Aim of the task
What does the data read, word for word, from the line containing "inside: enclosed by" through its final line? Give those lines only.

Given data
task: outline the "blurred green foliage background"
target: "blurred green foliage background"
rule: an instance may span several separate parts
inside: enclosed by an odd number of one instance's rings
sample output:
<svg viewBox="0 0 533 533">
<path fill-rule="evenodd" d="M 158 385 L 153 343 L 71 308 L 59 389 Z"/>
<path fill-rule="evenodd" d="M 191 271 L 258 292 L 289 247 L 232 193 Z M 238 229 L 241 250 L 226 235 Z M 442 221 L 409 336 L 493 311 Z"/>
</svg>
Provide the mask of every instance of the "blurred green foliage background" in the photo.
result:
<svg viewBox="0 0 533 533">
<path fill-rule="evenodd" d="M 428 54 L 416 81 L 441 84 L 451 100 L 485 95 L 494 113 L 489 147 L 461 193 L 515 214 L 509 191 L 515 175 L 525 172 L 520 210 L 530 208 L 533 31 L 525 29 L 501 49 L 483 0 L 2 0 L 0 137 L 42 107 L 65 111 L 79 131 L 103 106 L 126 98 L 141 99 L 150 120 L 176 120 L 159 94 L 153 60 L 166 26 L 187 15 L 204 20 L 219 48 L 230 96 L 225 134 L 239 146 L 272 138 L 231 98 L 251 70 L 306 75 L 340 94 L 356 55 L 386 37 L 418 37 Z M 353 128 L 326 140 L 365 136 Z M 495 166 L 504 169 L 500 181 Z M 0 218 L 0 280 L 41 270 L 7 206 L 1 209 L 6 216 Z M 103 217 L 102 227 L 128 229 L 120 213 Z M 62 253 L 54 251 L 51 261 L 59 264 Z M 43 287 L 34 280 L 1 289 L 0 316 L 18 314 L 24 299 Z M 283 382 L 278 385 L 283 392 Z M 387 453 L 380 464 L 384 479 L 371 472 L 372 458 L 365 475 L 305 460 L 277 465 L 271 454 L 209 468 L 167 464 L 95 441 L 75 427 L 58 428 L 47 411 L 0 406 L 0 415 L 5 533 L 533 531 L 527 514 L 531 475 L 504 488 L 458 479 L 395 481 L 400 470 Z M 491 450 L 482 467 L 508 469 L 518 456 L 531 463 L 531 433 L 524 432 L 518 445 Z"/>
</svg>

Answer
inside: enclosed by an odd number of one instance's rings
sample output:
<svg viewBox="0 0 533 533">
<path fill-rule="evenodd" d="M 158 385 L 153 343 L 71 308 L 59 389 Z"/>
<path fill-rule="evenodd" d="M 191 271 L 258 292 L 289 247 L 232 193 Z M 238 229 L 241 250 L 226 235 Z M 442 221 L 409 336 L 493 311 Z"/>
</svg>
Provide the mask of every instance of the "blurred green foliage background" in the photo.
result:
<svg viewBox="0 0 533 533">
<path fill-rule="evenodd" d="M 428 54 L 416 81 L 441 84 L 451 100 L 485 95 L 494 113 L 489 147 L 461 193 L 515 214 L 509 191 L 515 175 L 525 172 L 520 210 L 530 208 L 533 31 L 525 29 L 501 49 L 483 0 L 2 0 L 0 137 L 42 107 L 65 111 L 79 131 L 103 106 L 126 98 L 141 99 L 150 120 L 176 120 L 159 94 L 153 60 L 166 26 L 187 15 L 204 20 L 219 48 L 230 96 L 225 134 L 239 146 L 272 138 L 231 98 L 251 70 L 306 75 L 340 94 L 356 55 L 386 37 L 418 37 Z M 353 128 L 326 140 L 365 136 Z M 495 166 L 504 169 L 500 181 Z M 0 218 L 0 280 L 41 270 L 7 206 L 1 209 L 6 216 Z M 103 217 L 102 227 L 128 229 L 120 213 Z M 62 253 L 54 251 L 51 261 L 59 264 Z M 43 287 L 34 280 L 1 289 L 0 316 L 18 314 L 24 299 Z M 283 382 L 278 385 L 283 392 Z M 387 453 L 380 464 L 384 479 L 371 472 L 372 458 L 365 475 L 305 460 L 277 465 L 271 454 L 209 468 L 167 464 L 95 441 L 75 427 L 58 428 L 47 411 L 0 406 L 0 415 L 5 533 L 533 531 L 527 514 L 531 475 L 504 488 L 458 479 L 395 481 L 400 470 Z M 491 450 L 482 467 L 508 469 L 518 456 L 531 463 L 531 433 L 524 432 L 518 445 Z"/>
</svg>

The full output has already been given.